PROMPT A = For the FRC cashflow review excerpt, decide whether each statement agrees with it: (i) the review identifies three areas in which some cashflow statements failed to meet requirements; (ii) IAS 7 requires cash equivalents to have a maturity of six months or less from the date of acquisition; (iii) bank overdrafts repayable on demand may be included as a component of cash and cash equivalents. Answer yes or no for each, and quote the deciding words.
PROMPT B = Render this sentence from the FRC cashflow review excerpt in Spanish: "The review also highlights several areas of improvement in the disclosure of accounting policies for the treatment of significant and large one-off transactions in the cashflow statement."

The FRC’s latest thematic review on cashflows and liquidity disclosures identifies three areas in which some cashflow statements failed to meet requirements:
- material inconsistencies between items in the cashflow statement and the notes;
- missing or incorrectly classified cashflows; and
- inconsistencies between financing cashflows and the reconciliation of changes in liabilities arising from financing activities in the notes.
The review also highlights several areas of improvement in the disclosure of accounting policies for the treatment of significant and large one-off transactions in the cashflow statement.
Key findings and expectations
Composition of cash and cash equivalents
IAS 7 requires cash equivalents to be held for the purpose of meeting short term cash commitments and be subject to an insignificant risk of changes in value, with a short maturity of three months or less from the date of acquisition. Bank overdrafts which are repayable on demand may be included as a component of cash and cash equivalents, however invoice discounting or factoring arrangements will usually not be for the following reasons.

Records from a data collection
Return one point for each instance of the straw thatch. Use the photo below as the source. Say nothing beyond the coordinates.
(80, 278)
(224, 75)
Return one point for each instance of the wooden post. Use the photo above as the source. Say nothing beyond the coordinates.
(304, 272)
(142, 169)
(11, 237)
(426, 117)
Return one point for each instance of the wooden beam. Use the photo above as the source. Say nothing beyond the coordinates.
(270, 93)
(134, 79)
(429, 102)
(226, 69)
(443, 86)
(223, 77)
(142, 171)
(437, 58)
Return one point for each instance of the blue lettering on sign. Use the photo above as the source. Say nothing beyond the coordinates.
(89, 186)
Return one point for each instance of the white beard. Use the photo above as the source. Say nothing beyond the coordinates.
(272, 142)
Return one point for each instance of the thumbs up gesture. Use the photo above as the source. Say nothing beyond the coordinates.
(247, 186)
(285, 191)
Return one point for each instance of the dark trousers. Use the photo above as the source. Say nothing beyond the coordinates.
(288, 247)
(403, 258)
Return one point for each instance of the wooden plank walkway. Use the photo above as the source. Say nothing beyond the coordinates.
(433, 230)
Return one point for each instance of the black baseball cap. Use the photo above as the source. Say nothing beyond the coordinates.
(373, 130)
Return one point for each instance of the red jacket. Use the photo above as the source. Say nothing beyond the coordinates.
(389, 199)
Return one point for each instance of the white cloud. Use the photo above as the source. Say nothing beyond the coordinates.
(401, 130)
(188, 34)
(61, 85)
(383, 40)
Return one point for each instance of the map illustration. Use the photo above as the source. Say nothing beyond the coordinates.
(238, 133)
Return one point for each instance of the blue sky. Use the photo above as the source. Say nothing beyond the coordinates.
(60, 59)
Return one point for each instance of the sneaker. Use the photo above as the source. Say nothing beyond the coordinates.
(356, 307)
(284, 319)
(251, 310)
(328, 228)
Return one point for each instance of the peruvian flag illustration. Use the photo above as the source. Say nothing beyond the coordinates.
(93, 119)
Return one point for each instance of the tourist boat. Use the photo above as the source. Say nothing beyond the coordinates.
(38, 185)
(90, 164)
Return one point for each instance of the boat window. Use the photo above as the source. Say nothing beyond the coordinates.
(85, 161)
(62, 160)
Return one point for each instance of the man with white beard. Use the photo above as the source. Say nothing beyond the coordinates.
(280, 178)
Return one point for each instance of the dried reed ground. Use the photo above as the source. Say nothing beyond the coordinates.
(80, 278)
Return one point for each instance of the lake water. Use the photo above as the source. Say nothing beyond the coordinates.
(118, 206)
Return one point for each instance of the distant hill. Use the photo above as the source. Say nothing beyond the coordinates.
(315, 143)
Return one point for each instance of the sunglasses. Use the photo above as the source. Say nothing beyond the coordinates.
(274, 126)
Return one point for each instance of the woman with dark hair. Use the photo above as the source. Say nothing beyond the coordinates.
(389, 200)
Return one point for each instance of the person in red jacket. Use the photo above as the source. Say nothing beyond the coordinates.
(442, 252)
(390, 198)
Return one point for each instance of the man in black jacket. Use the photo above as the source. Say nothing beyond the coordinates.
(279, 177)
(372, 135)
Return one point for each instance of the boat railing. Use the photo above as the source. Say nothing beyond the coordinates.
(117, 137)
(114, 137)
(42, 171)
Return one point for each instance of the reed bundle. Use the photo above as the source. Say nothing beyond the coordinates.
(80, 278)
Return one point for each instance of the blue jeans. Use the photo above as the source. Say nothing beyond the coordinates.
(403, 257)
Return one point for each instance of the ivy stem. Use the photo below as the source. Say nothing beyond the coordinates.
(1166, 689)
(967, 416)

WRITTEN REPLY A =
(i) Yes: "identifies three areas in which some cashflow statements failed to meet requirements"
(ii) No: "with a short maturity of three months or less from the date of acquisition"
(iii) Yes: "Bank overdrafts which are repayable on demand may be included as a component of cash and cash equivalents"

WRITTEN REPLY B = La revisión también destaca varias áreas de mejora en la divulgación de las políticas contables para el tratamiento de las transacciones extraordinarias significativas y de gran importe en el estado de flujos de efectivo.